Entnimm den Datensätzen unten die Zeilen zwischen der Zeile mit „Expected behavior: point“ und der Zeile mit „Target: dark gray rock“, beide eingeschlossen, und gib sie unverändert wieder.

BEREITGESTELLTE DATEN:
______________________________

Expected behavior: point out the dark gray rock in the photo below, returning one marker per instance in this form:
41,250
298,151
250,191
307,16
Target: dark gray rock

______________________________

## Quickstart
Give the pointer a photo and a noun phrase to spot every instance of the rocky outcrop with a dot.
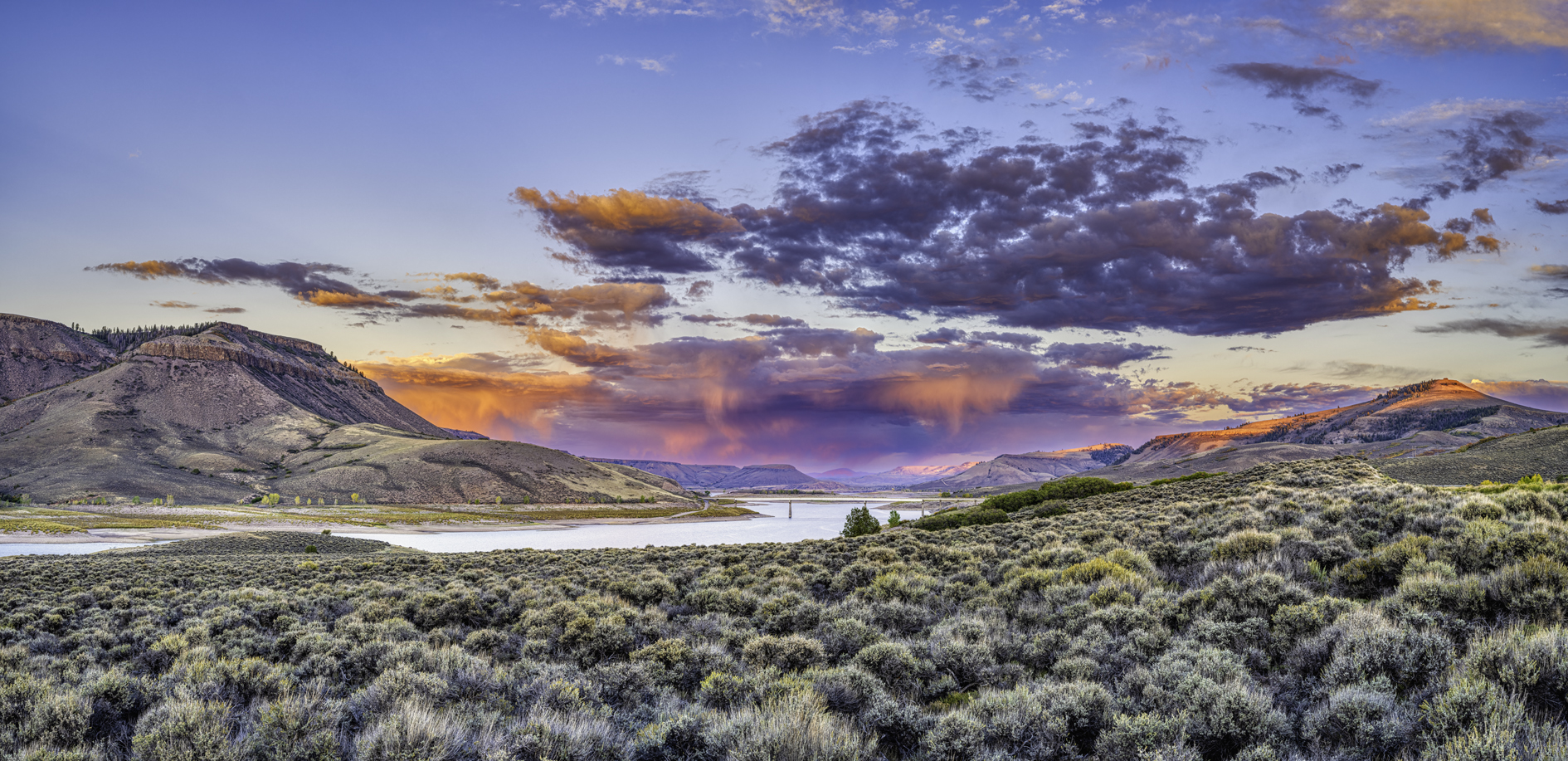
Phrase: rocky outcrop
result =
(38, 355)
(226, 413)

______________________________

ERLEDIGTE AUFGABE:
Expected behavior: point out the dark gray rock in the photo below, returning one marker per instance in this form:
41,250
298,151
250,191
307,16
Target: dark gray rock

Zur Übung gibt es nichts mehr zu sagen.